Monday, May 19, 2008

Continuing decline in biodiversity - Health of the planet at risk

World wildlife fund estimates that biodiversity had decline by more than a quarter in the last 35 years. Report "2010 and Beyond: Rising to the Biodiversity Challenge", issued by WWF, showed how biodiversity has constant decline despite the agreement in 2002 when Parties of the Convention on Biological Diversity set clear targets to achieve a significant reduction of the current rate of biodiversity loss at global, regional and national levels.

WWF thinks that major reason for this decline is lack of financial and technical resources as biodiversity loss still isn't political priority, and therefore lacks support on the highest level. Biodiversity loss current decline could have direct impact on our life. Reduced biodiversity means shortage in water and food supply, vulnerability to diseases (with fewer new medicines), and much greater vulnerability to natural disasters and greater effects from global warming.

WORK INSTRUCTIONS:
A. Please retype everything in the biodiversity post from "WWF thinks that" down to "from global warming.".
B. Continue the biodiversity post from its last sentence.

Point-per-instance localization data:

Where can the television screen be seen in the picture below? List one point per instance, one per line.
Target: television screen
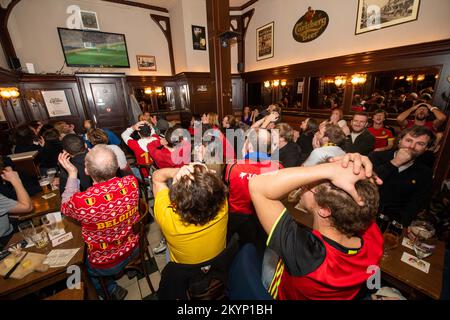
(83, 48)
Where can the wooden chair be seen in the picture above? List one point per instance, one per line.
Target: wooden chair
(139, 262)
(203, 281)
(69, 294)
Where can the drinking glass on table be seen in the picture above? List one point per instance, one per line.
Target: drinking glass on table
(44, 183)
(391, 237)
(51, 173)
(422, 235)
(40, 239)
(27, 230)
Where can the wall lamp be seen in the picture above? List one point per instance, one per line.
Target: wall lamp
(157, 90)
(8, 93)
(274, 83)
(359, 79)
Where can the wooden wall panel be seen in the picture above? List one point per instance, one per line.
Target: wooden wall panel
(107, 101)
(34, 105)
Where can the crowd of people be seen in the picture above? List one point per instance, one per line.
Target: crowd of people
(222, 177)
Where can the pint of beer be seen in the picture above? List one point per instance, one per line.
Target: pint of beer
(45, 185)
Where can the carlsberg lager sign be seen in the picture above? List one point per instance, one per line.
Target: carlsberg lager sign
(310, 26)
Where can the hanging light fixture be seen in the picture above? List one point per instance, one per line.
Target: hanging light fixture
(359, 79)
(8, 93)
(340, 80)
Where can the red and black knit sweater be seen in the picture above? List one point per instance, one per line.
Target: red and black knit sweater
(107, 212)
...
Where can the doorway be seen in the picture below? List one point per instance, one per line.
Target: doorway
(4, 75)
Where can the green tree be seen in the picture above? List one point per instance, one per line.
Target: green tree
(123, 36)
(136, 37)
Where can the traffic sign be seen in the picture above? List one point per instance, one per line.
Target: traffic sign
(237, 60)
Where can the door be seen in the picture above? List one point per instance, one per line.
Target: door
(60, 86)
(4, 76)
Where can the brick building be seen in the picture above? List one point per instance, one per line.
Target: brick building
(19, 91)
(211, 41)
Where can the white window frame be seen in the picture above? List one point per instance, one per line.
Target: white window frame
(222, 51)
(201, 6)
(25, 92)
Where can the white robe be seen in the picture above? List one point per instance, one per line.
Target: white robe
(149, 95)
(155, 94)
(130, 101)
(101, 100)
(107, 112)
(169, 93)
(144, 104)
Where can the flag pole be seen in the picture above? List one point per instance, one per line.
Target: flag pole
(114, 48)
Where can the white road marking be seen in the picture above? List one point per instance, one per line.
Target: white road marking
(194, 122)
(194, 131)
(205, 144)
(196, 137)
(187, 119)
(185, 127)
--
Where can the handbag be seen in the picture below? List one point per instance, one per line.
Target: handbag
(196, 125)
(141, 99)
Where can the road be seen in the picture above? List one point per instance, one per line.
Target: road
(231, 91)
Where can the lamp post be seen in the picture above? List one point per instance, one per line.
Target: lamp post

PER-TASK OUTPUTS:
A.
WWF thinks that major reason for this decline is lack of financial and technical resources as biodiversity loss still isn't political priority, and therefore lacks support on the highest level. Biodiversity loss current decline could have direct impact on our life. Reduced biodiversity means shortage in water and food supply, vulnerability to diseases (with fewer new medicines), and much greater vulnerability to natural disasters and greater effects from global warming.

B.
In order to preserve food, water, medicines, and protection from natural disasters we need to preserve the species that support them, their natural habitats and ecosystems. Reduced biodiversity means reduced use of resources, and biodiversity loss must become urgent political question, not only from ecological but also from economic point of view.

World wildlife fund is asking governments to do:

- develop joint implementation plans between environment, agriculture, food, water, finance, and health in order to take urgent action to reduce the rate of biodiversity loss by 2010.
- live up to their commitment to put in place effective protected area systems, with the full and effective participation of indigenous and local communities and promoting equity and benefit sharing.
- to adopt a target to achieve zero net annual deforestation by 2020 and initiate collaboration between the CBD and the United Nations Framework Convention on Climate Change to reduce green house gas emissions from deforestation and degradation.

Without appropriate political action biodiversity decline will continue, and our future generations will have to face face hunger, thirst, diseases and different natural disasters if we carry on this losing biodiversity trend. It is our moral obligation to preserve our planet for future generations, but politics is driven with profits, and not with moral obligations. And this is the major reason why there is a "big if shadow" behind biodiversity loss question.